> **Extrait**:
En l'occurrence investisseur/épargnant, peut-on distinguer “le juste” de ”l'injuste", le civil du militaire et le public du privé ? Notre association a organisé une soirée débat ouverte à tous, sur inscription préalable, le 25 novembre dernier pour un éclairage sur ces trois aspects de la question. Elle s’est tenue à Paris et en visio, avec en introduction, une relecture du tableau de Delacroix “Combat du Giaour et du Pacha” d'après Lord Byron (ci-dessus).
Trois intervenants, trois points de vue pour éclairer une question épineuse
Bernard Bourdin, Dominicain, a ensuite proposé son analyse, en 3 étapes, de la doctrine de la « guerre juste » dans la tradition chrétienne. Pour St Augustin, afin d’être qualifiée de juste la décision d’entrée en guerre est du seul ressort du chef de l'État, repose sur une juste cause -se protéger d'une agression)- avec, pour but, le retour à la paix. St Thomas d’Aquin reprend ces conditions en précisant que la guerre doit viser à faire triompher le bien commun et non des causes cachées. Enfin, Francisco de Vitoria étend le concept aux diverses manières de combattre dans le contexte de la conquête par les Espagnols du Nouveau Monde et des massacres qui y sont perpétrés. Pour Bernard Bourdin, la guerre totale moderne posant des questions éthiques complexes, un renforcement de la réflexion sur le droit de défense des peuples est préférable au fait de réduire la guerre au simple niveau technologique ou de la rejeter complètement.

> **Données fournies**:

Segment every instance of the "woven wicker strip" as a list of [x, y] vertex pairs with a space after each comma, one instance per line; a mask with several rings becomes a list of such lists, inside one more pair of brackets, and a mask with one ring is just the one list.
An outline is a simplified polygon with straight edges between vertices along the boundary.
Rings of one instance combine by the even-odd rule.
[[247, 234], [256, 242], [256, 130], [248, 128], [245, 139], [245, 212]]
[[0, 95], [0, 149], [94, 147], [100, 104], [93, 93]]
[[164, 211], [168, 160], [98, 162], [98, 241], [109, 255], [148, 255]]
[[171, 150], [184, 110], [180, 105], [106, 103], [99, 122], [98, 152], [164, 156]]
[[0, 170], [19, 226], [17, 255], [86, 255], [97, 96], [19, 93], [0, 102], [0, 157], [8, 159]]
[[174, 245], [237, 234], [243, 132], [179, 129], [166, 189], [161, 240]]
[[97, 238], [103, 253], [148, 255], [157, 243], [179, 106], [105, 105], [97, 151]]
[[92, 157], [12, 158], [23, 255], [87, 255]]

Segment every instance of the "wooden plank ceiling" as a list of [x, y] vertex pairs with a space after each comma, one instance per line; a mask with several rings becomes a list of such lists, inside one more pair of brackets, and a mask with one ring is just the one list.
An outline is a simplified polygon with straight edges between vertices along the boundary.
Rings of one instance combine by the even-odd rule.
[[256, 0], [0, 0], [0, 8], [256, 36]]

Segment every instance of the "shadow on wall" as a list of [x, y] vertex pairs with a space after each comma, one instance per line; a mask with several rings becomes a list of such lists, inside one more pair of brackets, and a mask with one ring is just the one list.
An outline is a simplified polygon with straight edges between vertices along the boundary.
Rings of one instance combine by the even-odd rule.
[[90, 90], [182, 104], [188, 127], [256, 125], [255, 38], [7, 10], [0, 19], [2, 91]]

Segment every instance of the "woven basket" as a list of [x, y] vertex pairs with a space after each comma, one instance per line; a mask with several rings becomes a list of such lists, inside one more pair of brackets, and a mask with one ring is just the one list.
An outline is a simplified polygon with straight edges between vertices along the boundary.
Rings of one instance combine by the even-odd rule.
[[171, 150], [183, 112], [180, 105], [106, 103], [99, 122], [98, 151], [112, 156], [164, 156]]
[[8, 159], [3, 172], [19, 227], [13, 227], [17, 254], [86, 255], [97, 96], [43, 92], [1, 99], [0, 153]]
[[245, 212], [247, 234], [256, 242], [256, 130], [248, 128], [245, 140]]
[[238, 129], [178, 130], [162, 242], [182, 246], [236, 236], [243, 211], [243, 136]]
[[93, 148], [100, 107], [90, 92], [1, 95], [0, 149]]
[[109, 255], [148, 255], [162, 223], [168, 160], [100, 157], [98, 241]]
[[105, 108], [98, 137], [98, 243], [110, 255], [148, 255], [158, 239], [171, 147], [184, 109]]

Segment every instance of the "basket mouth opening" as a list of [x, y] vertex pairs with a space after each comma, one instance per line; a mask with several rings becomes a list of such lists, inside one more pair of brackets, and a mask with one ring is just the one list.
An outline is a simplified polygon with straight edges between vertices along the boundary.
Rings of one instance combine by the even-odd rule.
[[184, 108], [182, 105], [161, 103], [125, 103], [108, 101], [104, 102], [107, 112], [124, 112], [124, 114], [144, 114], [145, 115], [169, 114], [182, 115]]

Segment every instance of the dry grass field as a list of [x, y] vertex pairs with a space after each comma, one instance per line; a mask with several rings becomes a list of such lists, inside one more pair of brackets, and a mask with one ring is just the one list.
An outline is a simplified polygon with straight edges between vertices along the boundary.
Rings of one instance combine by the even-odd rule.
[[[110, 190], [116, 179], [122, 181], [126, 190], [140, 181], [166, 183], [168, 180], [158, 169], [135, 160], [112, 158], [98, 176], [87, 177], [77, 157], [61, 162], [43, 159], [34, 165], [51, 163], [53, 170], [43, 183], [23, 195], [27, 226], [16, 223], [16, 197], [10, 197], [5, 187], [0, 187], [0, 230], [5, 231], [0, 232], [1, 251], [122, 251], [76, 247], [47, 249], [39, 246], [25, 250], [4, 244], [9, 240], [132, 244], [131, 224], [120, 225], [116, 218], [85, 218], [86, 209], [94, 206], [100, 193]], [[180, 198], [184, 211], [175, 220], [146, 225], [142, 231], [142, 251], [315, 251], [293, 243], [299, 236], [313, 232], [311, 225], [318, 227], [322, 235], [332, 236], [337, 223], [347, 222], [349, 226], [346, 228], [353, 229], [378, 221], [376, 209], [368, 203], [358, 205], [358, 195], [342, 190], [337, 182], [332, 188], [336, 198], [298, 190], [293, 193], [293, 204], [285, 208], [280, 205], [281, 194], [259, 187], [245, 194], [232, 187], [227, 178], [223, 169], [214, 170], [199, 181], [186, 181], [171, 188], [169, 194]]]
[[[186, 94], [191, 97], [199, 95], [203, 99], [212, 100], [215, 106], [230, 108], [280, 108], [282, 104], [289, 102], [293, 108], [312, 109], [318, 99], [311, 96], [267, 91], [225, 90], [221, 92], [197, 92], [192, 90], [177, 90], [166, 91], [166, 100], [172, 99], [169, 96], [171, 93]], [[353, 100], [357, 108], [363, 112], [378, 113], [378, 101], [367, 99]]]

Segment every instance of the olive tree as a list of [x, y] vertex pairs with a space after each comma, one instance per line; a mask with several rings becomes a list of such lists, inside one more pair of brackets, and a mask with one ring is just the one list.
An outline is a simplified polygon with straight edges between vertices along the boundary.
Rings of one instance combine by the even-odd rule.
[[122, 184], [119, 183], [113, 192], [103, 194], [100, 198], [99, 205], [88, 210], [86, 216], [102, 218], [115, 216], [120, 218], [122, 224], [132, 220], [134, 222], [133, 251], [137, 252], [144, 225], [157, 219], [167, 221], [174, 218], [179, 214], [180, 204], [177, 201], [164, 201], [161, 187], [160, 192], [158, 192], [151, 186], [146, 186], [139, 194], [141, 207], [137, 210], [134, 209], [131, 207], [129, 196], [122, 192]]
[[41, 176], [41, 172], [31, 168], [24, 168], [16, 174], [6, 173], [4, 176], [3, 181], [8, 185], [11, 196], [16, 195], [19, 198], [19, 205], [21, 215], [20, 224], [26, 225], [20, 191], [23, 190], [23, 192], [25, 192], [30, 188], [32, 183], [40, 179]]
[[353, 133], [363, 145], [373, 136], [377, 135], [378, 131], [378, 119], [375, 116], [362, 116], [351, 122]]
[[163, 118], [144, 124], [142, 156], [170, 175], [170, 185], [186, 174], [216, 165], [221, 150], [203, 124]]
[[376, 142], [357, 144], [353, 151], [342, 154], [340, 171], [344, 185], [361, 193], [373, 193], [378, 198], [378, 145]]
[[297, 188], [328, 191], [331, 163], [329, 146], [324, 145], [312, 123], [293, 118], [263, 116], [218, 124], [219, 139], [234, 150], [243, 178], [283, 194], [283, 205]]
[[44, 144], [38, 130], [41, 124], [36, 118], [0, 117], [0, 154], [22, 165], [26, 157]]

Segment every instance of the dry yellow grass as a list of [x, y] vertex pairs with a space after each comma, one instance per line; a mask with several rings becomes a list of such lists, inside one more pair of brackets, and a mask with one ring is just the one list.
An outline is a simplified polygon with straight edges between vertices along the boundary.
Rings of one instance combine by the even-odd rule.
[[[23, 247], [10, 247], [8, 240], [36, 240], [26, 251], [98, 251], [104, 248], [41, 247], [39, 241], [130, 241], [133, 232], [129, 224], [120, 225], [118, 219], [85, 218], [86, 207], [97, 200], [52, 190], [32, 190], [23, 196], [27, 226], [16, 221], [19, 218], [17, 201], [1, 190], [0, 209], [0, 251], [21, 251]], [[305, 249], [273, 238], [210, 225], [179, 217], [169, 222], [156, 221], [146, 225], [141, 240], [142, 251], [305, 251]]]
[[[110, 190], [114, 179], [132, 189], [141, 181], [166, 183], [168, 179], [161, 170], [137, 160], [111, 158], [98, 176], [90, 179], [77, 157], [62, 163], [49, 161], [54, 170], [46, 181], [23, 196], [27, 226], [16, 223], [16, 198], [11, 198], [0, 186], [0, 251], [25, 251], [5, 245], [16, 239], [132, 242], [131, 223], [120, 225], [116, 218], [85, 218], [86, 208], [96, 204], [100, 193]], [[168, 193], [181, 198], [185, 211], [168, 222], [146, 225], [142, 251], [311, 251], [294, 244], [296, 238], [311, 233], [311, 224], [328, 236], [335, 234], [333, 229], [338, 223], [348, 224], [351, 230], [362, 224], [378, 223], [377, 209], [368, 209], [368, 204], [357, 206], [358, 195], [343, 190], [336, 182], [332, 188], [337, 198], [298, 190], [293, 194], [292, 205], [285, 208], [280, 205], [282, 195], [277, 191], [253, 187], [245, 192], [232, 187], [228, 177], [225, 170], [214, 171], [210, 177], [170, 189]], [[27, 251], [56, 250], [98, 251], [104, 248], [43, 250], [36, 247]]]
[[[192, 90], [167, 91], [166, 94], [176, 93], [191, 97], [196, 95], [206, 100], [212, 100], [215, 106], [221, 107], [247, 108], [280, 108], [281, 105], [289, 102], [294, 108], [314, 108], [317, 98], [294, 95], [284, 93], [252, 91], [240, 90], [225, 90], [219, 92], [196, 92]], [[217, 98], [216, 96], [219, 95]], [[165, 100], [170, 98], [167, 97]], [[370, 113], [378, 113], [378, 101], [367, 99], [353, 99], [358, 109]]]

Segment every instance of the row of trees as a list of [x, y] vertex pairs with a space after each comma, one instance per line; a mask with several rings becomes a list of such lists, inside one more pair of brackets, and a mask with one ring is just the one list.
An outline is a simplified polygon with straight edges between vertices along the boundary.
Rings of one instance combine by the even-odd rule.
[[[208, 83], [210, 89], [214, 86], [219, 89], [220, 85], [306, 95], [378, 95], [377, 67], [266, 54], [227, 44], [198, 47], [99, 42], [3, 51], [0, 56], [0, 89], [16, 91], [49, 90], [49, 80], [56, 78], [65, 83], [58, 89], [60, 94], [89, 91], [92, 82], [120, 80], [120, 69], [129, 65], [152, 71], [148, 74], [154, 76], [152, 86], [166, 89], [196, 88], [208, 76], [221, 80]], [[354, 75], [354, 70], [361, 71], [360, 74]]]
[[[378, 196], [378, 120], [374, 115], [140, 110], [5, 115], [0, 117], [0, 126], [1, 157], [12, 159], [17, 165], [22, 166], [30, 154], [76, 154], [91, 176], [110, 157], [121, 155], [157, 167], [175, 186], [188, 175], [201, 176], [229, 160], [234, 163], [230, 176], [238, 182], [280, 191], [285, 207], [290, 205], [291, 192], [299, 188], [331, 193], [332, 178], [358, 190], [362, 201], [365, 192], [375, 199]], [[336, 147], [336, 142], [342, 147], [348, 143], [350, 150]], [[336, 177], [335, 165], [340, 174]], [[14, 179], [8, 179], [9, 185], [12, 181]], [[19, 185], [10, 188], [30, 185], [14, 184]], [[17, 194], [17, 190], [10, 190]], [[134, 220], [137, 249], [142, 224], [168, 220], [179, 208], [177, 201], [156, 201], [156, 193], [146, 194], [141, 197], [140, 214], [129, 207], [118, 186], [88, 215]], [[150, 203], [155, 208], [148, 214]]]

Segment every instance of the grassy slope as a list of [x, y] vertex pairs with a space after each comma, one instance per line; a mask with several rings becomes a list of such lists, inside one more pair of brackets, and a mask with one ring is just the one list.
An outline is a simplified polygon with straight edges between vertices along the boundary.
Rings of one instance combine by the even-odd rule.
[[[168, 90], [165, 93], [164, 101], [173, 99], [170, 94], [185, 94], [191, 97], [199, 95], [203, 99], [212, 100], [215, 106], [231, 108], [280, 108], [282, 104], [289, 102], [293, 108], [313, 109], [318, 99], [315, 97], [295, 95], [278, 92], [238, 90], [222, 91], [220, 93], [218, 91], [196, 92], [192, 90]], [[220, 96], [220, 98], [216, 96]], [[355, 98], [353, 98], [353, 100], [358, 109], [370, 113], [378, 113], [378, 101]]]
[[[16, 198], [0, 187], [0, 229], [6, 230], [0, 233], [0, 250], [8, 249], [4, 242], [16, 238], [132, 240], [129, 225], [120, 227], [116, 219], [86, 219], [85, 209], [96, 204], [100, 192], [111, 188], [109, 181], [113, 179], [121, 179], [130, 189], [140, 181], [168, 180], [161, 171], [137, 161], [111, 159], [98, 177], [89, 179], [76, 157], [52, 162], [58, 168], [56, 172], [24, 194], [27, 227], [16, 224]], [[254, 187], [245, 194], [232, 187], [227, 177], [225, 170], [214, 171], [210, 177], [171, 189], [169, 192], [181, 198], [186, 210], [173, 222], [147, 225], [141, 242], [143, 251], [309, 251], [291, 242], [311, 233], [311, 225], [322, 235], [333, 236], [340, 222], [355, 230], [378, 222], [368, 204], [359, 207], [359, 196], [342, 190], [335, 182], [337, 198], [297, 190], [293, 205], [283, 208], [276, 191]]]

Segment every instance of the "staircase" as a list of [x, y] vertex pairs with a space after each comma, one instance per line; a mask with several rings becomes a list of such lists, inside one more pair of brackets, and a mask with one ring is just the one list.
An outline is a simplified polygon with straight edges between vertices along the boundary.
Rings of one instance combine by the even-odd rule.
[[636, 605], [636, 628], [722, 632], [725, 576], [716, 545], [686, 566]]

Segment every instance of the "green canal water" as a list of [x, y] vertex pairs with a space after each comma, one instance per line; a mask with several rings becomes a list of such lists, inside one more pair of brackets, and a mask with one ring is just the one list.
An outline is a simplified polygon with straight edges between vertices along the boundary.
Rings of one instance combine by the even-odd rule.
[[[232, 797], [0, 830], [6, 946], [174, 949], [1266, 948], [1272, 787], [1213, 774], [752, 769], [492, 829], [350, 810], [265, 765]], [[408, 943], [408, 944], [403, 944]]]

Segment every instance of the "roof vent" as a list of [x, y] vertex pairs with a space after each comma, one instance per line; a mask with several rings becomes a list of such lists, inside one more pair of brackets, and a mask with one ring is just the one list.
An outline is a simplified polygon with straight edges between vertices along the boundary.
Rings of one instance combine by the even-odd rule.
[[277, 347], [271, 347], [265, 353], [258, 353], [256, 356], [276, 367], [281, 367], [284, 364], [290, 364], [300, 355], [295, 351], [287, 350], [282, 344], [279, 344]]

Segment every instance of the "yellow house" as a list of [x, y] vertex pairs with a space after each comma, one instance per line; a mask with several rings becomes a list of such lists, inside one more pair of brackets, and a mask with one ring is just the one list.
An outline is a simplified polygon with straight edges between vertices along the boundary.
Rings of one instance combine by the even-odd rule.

> **Consigne**: Dans l'extrait, reformulez sous forme de liste le paragraphe qui commence par « Bernard Bourdin, Dominicain, a ensuite proposé », en gardant ses faits principaux.

> **Réponse**:
- Bernard Bourdin, dominicain, analyse en trois étapes la doctrine de la « guerre juste » dans la tradition chrétienne.
- **Saint Augustin :** la décision d'entrer en guerre relève du seul chef de l'État. Elle repose sur une juste cause, se protéger d'une agression, et vise le retour à la paix.
- **Saint Thomas d'Aquin :** il reprend ces conditions. Il précise que la guerre doit faire triompher le bien commun, et non des causes cachées.
- **Francisco de Vitoria :** il étend le concept aux diverses manières de combattre. Il le fait dans le contexte de la conquête espagnole du Nouveau Monde et des massacres qui y sont perpétrés.
- **Position de Bernard Bourdin :** la guerre totale moderne pose des questions éthiques complexes. Il vaut donc mieux renforcer la réflexion sur le droit de défense des peuples que réduire la guerre au niveau technologique ou la rejeter complètement.